TEXT UNDER STUDY:
───
Check for existing issues

  • I have searched the existing issues and checked that my issue is not a duplicate.

What happened?

This regression is reproducible in v1.81.14-stable and v1.82.0-rc3. Still worked correctly in v1.81.0-stable.

Streaming requests to /v1/responses and /v1/messages are ignoring custom pricing. Spend is calculated using standard pricing map. No issue observed with /v1/chat/completions.

Steps to Reproduce

config.yaml

litellm_settings:
  turn_off_message_logging: true

general_settings:
  master_key: os.environ/LITELLM_MASTER_KEY
  store_model_in_db: True
  database_url: os.environ/DATABASE_URL

model_list:

  - model_name: "gpt-5"
    litellm_params:
      model: openai/gpt-5
      api_key: os.environ/OPENAI_API_KEY
    model_info:
      id: gpt-5-custom-pricing
      mode: "chat"
      input_cost_per_token: 0.000125        # 100x standard ($1.25/1M = $0.00000125)
      output_cost_per_token: 0.001         # 100x standard ($10.00/1M = $0.00001)

  - model_name: "claude-sonnet-4-20250514"
    litellm_params:
      model: anthropic/claude-sonnet-4-20250514
      api_key: os.environ/ANTHROPIC_API_KEY
    model_info:
      id: claude-sonnet-4-custom-pricing
      input_cost_per_token: 0.0003         # 100x standard ($0.000003)
      output_cost_per_token: 0.0015         # 100x standard ($0.000015)
  Request: POST /v1/messages
  {
    "model": "claude-sonnet-4-20250514",
    "messages": [
      {
        "role": "user",
        "content": "Say exactly: hello world (ref:18599-9699)"
───
MATERIAL PROVIDED:
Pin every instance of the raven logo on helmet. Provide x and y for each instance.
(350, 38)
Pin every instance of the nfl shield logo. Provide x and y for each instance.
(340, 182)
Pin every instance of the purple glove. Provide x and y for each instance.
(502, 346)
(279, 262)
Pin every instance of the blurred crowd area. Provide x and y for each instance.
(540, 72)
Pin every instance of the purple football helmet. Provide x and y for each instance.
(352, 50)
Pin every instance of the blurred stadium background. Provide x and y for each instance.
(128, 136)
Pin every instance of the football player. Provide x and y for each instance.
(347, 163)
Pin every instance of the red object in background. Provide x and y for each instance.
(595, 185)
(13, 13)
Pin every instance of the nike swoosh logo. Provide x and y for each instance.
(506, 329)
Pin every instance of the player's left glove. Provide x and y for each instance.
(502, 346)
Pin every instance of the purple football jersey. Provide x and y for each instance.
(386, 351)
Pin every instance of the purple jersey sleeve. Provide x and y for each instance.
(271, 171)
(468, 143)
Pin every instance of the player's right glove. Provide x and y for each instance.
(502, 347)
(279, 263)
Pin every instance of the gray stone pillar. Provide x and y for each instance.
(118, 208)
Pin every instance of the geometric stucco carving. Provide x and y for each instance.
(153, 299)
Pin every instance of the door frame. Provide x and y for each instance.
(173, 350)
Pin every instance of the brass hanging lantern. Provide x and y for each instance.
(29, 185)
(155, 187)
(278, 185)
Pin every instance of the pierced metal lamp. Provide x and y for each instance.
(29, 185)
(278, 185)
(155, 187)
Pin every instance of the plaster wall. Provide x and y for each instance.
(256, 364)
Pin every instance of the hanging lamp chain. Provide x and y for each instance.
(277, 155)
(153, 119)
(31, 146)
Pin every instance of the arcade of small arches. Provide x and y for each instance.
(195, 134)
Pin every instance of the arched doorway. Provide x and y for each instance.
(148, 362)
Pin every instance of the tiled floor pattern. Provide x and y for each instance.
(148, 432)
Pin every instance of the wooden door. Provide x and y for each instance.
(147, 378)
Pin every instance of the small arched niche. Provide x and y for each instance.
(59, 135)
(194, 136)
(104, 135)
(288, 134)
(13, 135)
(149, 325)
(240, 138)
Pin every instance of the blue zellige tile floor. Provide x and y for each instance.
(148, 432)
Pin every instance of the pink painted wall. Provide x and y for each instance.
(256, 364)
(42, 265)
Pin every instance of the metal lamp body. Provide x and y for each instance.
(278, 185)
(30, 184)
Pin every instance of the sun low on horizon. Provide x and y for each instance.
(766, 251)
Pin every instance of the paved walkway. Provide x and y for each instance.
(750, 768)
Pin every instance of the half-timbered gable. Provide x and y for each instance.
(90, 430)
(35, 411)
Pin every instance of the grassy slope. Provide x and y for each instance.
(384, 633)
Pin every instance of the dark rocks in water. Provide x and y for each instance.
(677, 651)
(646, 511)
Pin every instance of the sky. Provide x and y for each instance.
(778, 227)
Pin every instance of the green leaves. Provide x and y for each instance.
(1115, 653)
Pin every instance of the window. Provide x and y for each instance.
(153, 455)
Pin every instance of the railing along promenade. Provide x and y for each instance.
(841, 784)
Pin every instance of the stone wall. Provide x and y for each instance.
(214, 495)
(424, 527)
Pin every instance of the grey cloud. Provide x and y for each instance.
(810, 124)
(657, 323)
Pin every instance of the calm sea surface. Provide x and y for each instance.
───
REQUIRED ACTIONS:
1. Repeat word for word the passage of the custom pricing bug report starting with "Streaming requests to" and going on through "observed with /v1/chat/completions.".
2. Pick up the custom pricing bug report after its last line and carry it on.
The rows are separate material, unrelated to the custom pricing bug report.

ANSWERS TO THIS EXERCISE:
1.
Streaming requests to /v1/responses and /v1/messages are ignoring custom pricing. Spend is calculated using standard pricing map. No issue observed with /v1/chat/completions.

2.
      }
    ],
    "max_tokens": 20,
    "stream": true
  }

Spend Log record: cost=0.000273, model=anthropic/claude-sonnet-4-20250514, in=21, out=14, custom_pricing=N/A Expected with custom pricing: 0.02730000 Expected with standard pricing: 0.00027300 Actual cost recorded: 0.000273 Actual / Standard ratio: 1.0x

✗ FAIL: Cost is ~1x standard → standard pricing used (BUG!)

Request: POST /v1/responses
  {
    "model": "gpt-5",
    "input": "Say exactly: hello world (ref:5494-4215)",
    "stream": true
  }

Spend Log record: cost=0.002335, model=openai/gpt-5, in=20, out=231, custom_pricing=N/A Expected with custom pricing: 0.23350000 Expected with standard pricing: 0.00233500 Actual cost recorded: 0.002335 Actual / Standard ratio: 1.0x

✗ FAIL: Cost is ~1x standard → standard pricing used (BUG!)

Relevant log output

Agent's code analysis (not validated or attempted to fix):

Regression commit: 1ee43b11de — PR #20679: "[Fix] prevent shared backend model key from being polluted by per-deployment custom pricing"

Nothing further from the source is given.